╭─ Record list
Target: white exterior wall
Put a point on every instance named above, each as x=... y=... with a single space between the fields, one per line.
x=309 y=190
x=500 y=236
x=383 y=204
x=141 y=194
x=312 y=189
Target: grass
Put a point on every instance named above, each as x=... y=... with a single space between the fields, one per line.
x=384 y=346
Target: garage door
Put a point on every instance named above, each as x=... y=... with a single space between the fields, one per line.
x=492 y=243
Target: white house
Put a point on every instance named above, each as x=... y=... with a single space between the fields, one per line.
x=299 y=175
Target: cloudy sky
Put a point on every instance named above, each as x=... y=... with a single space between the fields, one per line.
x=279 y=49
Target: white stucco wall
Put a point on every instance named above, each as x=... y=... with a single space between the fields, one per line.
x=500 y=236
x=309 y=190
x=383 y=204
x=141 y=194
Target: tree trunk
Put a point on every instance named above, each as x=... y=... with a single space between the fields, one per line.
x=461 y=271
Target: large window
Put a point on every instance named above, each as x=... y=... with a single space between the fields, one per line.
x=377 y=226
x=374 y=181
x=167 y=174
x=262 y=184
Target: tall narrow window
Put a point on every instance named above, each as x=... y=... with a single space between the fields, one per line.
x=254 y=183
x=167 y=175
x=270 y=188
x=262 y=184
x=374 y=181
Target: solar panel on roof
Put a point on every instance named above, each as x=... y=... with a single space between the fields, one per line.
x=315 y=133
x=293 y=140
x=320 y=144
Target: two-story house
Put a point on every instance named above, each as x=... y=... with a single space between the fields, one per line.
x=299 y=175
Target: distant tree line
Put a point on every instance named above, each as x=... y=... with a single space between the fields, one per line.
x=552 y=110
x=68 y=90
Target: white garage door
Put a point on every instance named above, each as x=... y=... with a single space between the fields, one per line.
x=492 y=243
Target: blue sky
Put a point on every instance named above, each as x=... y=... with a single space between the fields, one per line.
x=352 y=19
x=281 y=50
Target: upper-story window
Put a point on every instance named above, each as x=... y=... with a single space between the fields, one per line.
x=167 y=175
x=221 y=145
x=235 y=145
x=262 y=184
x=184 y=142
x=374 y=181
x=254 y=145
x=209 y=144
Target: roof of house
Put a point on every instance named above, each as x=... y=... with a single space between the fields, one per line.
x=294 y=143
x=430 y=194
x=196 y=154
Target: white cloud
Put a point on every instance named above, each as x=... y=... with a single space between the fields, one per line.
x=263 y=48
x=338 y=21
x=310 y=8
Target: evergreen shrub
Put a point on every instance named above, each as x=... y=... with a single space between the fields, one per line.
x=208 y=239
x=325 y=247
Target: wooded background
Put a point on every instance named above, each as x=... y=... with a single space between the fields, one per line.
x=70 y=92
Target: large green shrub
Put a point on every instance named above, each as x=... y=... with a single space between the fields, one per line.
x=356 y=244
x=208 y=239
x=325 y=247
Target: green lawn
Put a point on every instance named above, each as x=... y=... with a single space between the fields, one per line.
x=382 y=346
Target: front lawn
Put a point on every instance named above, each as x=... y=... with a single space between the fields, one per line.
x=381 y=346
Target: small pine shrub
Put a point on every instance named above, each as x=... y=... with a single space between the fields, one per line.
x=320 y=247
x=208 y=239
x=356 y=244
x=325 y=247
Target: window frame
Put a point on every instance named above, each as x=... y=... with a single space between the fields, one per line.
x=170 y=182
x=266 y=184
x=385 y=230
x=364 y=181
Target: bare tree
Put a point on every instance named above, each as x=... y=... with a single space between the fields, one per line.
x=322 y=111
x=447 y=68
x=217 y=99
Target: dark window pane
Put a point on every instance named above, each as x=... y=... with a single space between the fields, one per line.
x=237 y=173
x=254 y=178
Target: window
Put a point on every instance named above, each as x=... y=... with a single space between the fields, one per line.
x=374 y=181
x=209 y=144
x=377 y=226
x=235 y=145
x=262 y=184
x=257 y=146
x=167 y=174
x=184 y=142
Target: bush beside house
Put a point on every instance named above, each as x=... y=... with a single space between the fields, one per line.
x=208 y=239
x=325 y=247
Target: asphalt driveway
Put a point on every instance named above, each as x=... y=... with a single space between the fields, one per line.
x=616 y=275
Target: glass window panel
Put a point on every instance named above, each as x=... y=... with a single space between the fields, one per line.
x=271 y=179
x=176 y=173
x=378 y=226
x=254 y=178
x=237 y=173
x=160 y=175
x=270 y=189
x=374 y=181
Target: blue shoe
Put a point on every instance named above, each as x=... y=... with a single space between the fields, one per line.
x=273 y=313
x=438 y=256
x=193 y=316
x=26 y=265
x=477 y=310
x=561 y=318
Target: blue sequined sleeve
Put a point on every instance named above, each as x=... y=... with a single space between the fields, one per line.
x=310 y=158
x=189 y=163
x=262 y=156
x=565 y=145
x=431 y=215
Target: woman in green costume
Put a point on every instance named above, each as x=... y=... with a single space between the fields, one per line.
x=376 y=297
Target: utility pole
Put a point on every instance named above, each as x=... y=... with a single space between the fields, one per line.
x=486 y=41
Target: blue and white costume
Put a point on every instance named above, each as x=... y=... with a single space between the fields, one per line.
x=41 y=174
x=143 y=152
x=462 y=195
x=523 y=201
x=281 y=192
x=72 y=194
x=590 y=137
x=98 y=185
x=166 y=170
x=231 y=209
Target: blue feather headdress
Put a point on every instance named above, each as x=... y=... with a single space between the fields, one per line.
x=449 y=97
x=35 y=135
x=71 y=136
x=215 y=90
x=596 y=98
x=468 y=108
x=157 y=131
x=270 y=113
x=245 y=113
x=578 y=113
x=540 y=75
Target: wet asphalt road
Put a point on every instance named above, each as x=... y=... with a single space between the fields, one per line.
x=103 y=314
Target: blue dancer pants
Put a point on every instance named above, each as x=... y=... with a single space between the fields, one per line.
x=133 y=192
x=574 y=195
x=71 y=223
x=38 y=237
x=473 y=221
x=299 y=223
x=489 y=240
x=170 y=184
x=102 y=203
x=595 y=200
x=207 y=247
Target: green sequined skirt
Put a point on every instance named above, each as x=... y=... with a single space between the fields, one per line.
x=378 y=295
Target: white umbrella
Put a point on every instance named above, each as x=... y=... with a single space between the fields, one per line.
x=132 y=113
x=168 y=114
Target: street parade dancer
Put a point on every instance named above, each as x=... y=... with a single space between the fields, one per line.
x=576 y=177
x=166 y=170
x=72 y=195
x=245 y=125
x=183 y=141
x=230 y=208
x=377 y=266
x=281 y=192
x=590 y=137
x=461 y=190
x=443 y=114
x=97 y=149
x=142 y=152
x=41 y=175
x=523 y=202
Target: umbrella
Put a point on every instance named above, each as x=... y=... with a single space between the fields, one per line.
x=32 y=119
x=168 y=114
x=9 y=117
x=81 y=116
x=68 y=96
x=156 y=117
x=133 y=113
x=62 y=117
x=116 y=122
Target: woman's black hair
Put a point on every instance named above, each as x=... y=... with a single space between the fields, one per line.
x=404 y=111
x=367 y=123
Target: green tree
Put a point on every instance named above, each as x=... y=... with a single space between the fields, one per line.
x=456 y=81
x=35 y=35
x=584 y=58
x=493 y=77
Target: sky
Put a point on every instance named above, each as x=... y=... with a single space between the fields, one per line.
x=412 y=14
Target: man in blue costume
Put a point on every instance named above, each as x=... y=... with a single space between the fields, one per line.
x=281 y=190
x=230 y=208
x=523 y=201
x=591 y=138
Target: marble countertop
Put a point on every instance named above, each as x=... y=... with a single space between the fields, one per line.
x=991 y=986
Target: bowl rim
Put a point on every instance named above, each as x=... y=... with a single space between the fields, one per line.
╰─
• [Exercise directions]: Reproduce the data above, swapping every "instance" for "item" and leaving everything else unchanged.

• [Output below]:
Target: white exterior wall
Put a point on every item named above, each as x=... y=... with a single space between the fields, one per line.
x=309 y=190
x=500 y=236
x=383 y=204
x=141 y=194
x=312 y=189
Target: grass
Put a point on every item named above, each as x=... y=... with a single space between the fields, one per line.
x=384 y=346
Target: garage door
Put a point on every item named above, each as x=... y=... with a single space between the fields, one per line.
x=492 y=243
Target: white house
Put a point on every item named above, each as x=... y=... with a single space between the fields, one per line.
x=299 y=175
Target: cloudy sky
Put a point on every item named above, each as x=... y=... with a single space between the fields, one per line.
x=279 y=49
Target: white stucco wall
Put a point on every item named above, each as x=... y=... with a single space between the fields, one per line.
x=500 y=236
x=309 y=190
x=383 y=204
x=141 y=194
Target: tree trunk
Put a point on every item named above, each as x=... y=... with a single space between the fields, one per line.
x=461 y=271
Target: large window
Put a point on every item named above, each as x=... y=... with a single space between the fields, one per line.
x=377 y=226
x=374 y=181
x=167 y=174
x=262 y=184
Target: tall narrow window
Put a point on every item named above, each as x=... y=... with a single space between the fields, one per line.
x=254 y=183
x=167 y=175
x=270 y=188
x=262 y=184
x=374 y=181
Target: solar panel on roof
Put a point on every item named above, each as x=... y=... with a single space between the fields, one per line.
x=315 y=133
x=293 y=140
x=320 y=144
Target: two-story house
Put a point on every item named above, each as x=... y=... with a single space between the fields, one per line.
x=299 y=175
Target: distant tree line
Put a point on every item named above, each as x=... y=... with a single space between the fields, one per line.
x=552 y=110
x=68 y=90
Target: white garage door
Put a point on every item named above, each as x=... y=... with a single space between the fields, one per line.
x=492 y=243
Target: blue sky
Put a point on every item named above, each as x=... y=... with a single space between the fields, one per line.
x=352 y=19
x=281 y=50
Target: upper-story window
Put a point on every item named above, each as x=... y=... with a single space between the fields, one per line.
x=167 y=175
x=221 y=145
x=235 y=145
x=262 y=184
x=184 y=142
x=374 y=181
x=254 y=145
x=209 y=144
Target: roof of house
Put a point on every item named above, each as x=... y=... with a single space between the fields, one per line.
x=294 y=143
x=430 y=194
x=196 y=154
Target: white cloud
Put a point on every item named above, each as x=... y=... with a single space between the fields, one per line.
x=263 y=48
x=338 y=21
x=310 y=8
Target: evergreen shrub
Put a point on every item named above, each as x=... y=... with a single space between the fields, one per line.
x=208 y=239
x=325 y=247
Target: wooded background
Put a point on every item named above, each as x=... y=... with a single space between the fields, one per line.
x=70 y=92
Target: large green shrub
Put a point on every item named above, each as x=... y=... with a single space between the fields, one per line.
x=356 y=244
x=208 y=239
x=325 y=247
Target: green lawn
Put a point on every item named above, each as x=... y=... with a single space between the fields, one per line.
x=382 y=346
Target: front lawn
Put a point on every item named above, each as x=... y=... with a single space between the fields, one per line.
x=381 y=346
Target: small pine shrub
Put a point on every item named above, each as x=... y=... with a single space between the fields, one per line.
x=320 y=247
x=208 y=239
x=356 y=244
x=325 y=247
Target: window frame
Put a point on every item named above, each as x=... y=... with a single space between the fields, one per line.
x=170 y=182
x=266 y=184
x=385 y=230
x=364 y=181
Target: bare tree
Put a point on every item named above, each as x=... y=... with a single space between the fields, one per line.
x=322 y=111
x=447 y=68
x=217 y=99
Target: dark window pane
Put a point on every item named above, each as x=... y=... with a single space between the fields, one per line.
x=237 y=173
x=254 y=178
Target: window
Put a point on every item named above, each as x=... y=... with a single space between the fields, one per line.
x=374 y=181
x=209 y=144
x=377 y=226
x=235 y=145
x=262 y=184
x=257 y=146
x=167 y=174
x=184 y=142
Target: bush beside house
Put a point on every item named above, each as x=... y=... with a single space between the fields, one per line.
x=208 y=239
x=325 y=247
Target: asphalt driveway
Put a point on every item named above, each as x=... y=... with a single space between the fields, one per line.
x=616 y=275
Target: glass window panel
Put a point on every item named above, each as x=... y=... with a single space between the fields, one per line.
x=271 y=179
x=176 y=173
x=378 y=226
x=254 y=178
x=237 y=173
x=160 y=175
x=270 y=189
x=374 y=181
Target: blue shoe
Put a point on every item named above, each as x=... y=... with a single space between the fields, one per line.
x=273 y=313
x=438 y=256
x=193 y=316
x=26 y=265
x=477 y=310
x=561 y=318
Target: blue sequined sleeve
Put a point on every item named above, each as x=... y=... with a single space between the fields, one per line.
x=310 y=158
x=189 y=163
x=262 y=156
x=565 y=145
x=431 y=215
Target: woman in green costume
Put a point on every item named above, each as x=... y=... with a single space between the fields, one per line.
x=376 y=297
Target: utility pole
Put a point on every item named above, each as x=... y=... with a single space between the fields, one per line.
x=486 y=41
Target: blue and white costume
Put a point on every item named above, each as x=... y=... with a single space between the fields, one per line.
x=41 y=174
x=143 y=152
x=462 y=195
x=523 y=201
x=281 y=192
x=72 y=194
x=590 y=137
x=98 y=185
x=166 y=170
x=231 y=209
Target: blue feather headdress
Put a point on every item named above, each as x=... y=... with a single space between the fields, one per line.
x=449 y=97
x=35 y=135
x=71 y=136
x=215 y=90
x=596 y=98
x=468 y=108
x=157 y=131
x=270 y=113
x=245 y=113
x=578 y=113
x=540 y=75
Target: wet asphalt road
Put a point on every item named above, each as x=... y=... with a single space between the fields, one per line.
x=103 y=314
Target: blue dancer pants
Put a point on every item named above, each as x=... y=... with a single space between the fields, one per line.
x=133 y=192
x=574 y=195
x=71 y=223
x=38 y=237
x=473 y=221
x=299 y=223
x=489 y=240
x=170 y=184
x=102 y=203
x=595 y=200
x=207 y=247
Target: green sequined skirt
Put a point on every item named above, each as x=... y=... with a single space between the fields, one per line.
x=378 y=295
Target: white umbrella
Put a point on every item named above, each as x=... y=... with a single space between the fields, one per line.
x=132 y=113
x=168 y=114
Target: street parade dancer
Put a point on every item named above, each as x=... y=... with a single space between the fields, one per line.
x=576 y=177
x=166 y=170
x=72 y=195
x=245 y=125
x=183 y=141
x=230 y=208
x=377 y=266
x=281 y=192
x=590 y=137
x=461 y=190
x=443 y=114
x=97 y=149
x=142 y=152
x=41 y=175
x=523 y=202
Target: umbrella
Put a point on every item named above, each as x=... y=... with a single space between the fields, one per line.
x=32 y=119
x=168 y=114
x=9 y=117
x=81 y=116
x=68 y=96
x=156 y=117
x=133 y=113
x=62 y=117
x=116 y=122
Target: woman's black hair
Put a point on every item named above, each as x=... y=... with a single space between the fields, one per line.
x=404 y=111
x=367 y=123
Target: green tree
Put a point on every item named above, each as x=... y=... with a single space between the fields, one per line.
x=456 y=81
x=35 y=35
x=584 y=58
x=493 y=77
Target: sky
Put a point on every item named above, each as x=... y=... with a single space between the fields, one per line.
x=412 y=14
Target: man in blue costume
Put a point on every item named above, each as x=... y=... with a single space between the fields, one per line.
x=281 y=190
x=230 y=208
x=523 y=201
x=591 y=138
Target: marble countertop
Put a point on every item named above, each as x=... y=... with a single space between the fields, one per line.
x=991 y=986
Target: bowl rim
Put a point on every item named above, each as x=... y=... with a single space between the fields, one per line.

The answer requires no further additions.